[EXCERPTED TEXT — start]
Glossary/Monetary Policy & Central Banking/Quantitative Easing
Monetary Policy & Central Banking
2 min readUpdated Apr 2, 2026

Quantitative Easing

QEasset purchasesbond buying program

A monetary policy tool in which a central bank purchases large quantities of financial assets to inject liquidity, lower long-term yields, and stimulate the economy when short-term rates are already near zero.

Current Macro RegimeSTAGFLATIONDEEPENING

The macro regime is unambiguously STAGFLATION DEEPENING. The three-pillar structure remains intact and strengthening: (1) Energy-driven inflation shock — WTI at $104-111, +40% in 1M, flowing through PPI (+0.7% 3M, accelerating) into a CPI/PCE pipeline that has not yet absorbed the full pass-through,…

Analysis from Apr 3, 2026

What Is Quantitative Easing?

Quantitative Easing (QE) is an unconventional monetary policy deployed when conventional rate cuts have been exhausted — typically when the policy rate is already near zero. The central bank creates new reserves and uses them to purchase financial assets, most commonly government bonds and mortgage-backed securities, from financial institutions.

How It Works

When the Fed buys a Treasury bond from a bank, the bank's reserve account at the Fed is credited. That bank now holds more reserves and fewer bonds. The intention is that:

  1. Bond prices rise (yields fall), reducing long-term borrowing costs across the economy
  2. Banks, flush with reserves, are encouraged to lend more
  3. Investors, displaced from bonds, reach for yield in riskier assets — the "portfolio balance" effect
  4. The wealth effect from rising asset prices stimulates consumption

Historical Episodes

  • QE1 (2008–2010): Crisis-era response to the GFC, focused on MBS to stabilise the housing market
  • QE2 (2010–2011): $600B in Treasuries to prevent deflation
  • QE3 (2012–2014): Open-ended, $85B/month, wound down via the "taper"
  • QE4 (2020): Pandemic response — $120B/month, largest ever

Side Effects and Criticisms

QE inflates asset prices disproportionately benefiting wealthier households. It compresses term premium and can encourage excessive risk-taking. When wound down (see: Taper Tantrum 2013), it can cause violent repricing in interest rate markets. Critics also argue it distorts price discovery in bond markets.
[EXCERPTED TEXT — finish]
[DATA TO EXAMINE — start]
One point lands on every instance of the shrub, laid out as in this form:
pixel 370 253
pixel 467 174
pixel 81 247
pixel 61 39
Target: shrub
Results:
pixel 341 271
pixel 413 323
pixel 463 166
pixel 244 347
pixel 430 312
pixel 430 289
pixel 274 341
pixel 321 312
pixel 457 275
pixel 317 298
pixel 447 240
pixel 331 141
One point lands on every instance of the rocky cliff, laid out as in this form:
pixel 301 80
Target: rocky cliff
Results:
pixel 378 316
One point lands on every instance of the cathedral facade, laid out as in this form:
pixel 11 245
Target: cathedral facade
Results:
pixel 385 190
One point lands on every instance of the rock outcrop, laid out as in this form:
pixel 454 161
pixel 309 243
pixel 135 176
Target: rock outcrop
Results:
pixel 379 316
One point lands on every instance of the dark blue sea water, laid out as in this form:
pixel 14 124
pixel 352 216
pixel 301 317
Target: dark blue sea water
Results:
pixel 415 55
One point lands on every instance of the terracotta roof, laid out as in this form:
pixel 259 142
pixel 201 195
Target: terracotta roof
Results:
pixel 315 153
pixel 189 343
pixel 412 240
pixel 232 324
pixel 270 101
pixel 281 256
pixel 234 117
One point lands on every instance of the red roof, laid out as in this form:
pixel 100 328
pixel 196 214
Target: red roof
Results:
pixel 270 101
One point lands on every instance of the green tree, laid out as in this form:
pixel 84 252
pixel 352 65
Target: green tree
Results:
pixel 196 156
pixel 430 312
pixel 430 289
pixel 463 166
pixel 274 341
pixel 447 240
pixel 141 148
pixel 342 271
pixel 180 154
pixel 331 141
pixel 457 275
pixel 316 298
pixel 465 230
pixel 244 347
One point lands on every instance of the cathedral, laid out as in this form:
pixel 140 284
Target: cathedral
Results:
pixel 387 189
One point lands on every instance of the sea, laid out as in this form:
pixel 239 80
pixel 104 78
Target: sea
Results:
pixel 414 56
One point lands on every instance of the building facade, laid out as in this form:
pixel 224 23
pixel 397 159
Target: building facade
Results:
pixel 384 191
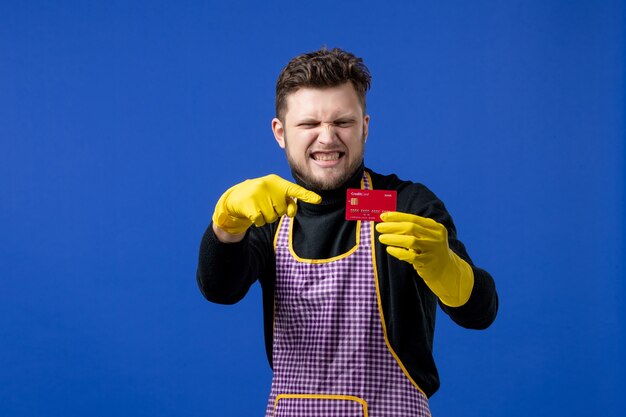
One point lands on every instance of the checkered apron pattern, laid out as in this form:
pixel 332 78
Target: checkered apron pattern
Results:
pixel 330 356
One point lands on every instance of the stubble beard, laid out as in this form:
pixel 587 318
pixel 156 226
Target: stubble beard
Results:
pixel 300 173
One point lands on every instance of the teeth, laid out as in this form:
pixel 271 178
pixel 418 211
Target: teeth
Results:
pixel 332 156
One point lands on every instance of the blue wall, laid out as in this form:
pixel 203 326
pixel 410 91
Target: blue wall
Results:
pixel 122 122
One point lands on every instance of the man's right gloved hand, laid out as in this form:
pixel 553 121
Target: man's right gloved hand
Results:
pixel 259 201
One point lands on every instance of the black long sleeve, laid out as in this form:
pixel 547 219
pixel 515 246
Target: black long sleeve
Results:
pixel 226 271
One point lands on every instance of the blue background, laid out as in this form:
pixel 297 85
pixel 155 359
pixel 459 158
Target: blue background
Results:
pixel 121 123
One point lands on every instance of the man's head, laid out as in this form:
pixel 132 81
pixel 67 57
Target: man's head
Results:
pixel 321 69
pixel 320 116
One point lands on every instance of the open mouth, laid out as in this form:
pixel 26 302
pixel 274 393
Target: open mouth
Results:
pixel 327 156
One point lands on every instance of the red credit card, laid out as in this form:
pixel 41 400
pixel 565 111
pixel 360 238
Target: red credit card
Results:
pixel 369 204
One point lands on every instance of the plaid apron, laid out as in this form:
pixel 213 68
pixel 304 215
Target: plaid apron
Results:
pixel 330 355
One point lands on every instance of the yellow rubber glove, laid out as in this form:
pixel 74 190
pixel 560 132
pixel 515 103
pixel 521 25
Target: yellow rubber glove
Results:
pixel 259 201
pixel 423 243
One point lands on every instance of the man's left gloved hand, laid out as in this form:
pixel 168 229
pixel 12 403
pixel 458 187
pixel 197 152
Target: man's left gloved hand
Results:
pixel 423 243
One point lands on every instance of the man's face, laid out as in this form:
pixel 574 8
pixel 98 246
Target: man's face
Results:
pixel 323 134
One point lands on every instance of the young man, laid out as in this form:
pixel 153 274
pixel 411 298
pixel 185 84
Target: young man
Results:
pixel 349 306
[DATA TO EXAMINE — finish]
Carry on the glossary entry on quantitative easing, picking up right after its last sentence. These records were taken from a separate source and have no connection to the text on quantitative easing.

◆ RESPONSE BELOW
The Exit Problem

Every QE cycle creates a bigger unwind problem. The Fed's balance sheet peaked at ~$9 trillion in 2022. Reducing it via Quantitative Tightening without causing market dysfunction is one of the defining macro challenges of the 2020s.

Frequently Asked Questions

Does quantitative easing cause inflation?
QE is designed to be inflationary by raising asset prices and lowering borrowing costs, but its direct link to consumer price inflation is historically inconsistent — the Fed ran multiple QE programs between 2008 and 2019 with inflation persistently below the 2% target. The 2021–2022 inflation surge occurred in a QE environment but was driven primarily by supply chain disruptions and fiscal stimulus, making it difficult to isolate QE's specific contribution.
What is the difference between quantitative easing and printing money?
QE creates bank reserves by crediting the accounts of financial institutions in exchange for assets — it does not directly inject currency into circulation or increase the money in consumers' hands. Unlike outright monetary financing, QE is technically a swap of assets on bank balance sheets, and the reserves created sit at the central bank unless banks choose to lend them out. This distinction matters: QE's inflationary potential depends heavily on whether those reserves translate into credit growth.
How does quantitative easing end, and what are the market risks?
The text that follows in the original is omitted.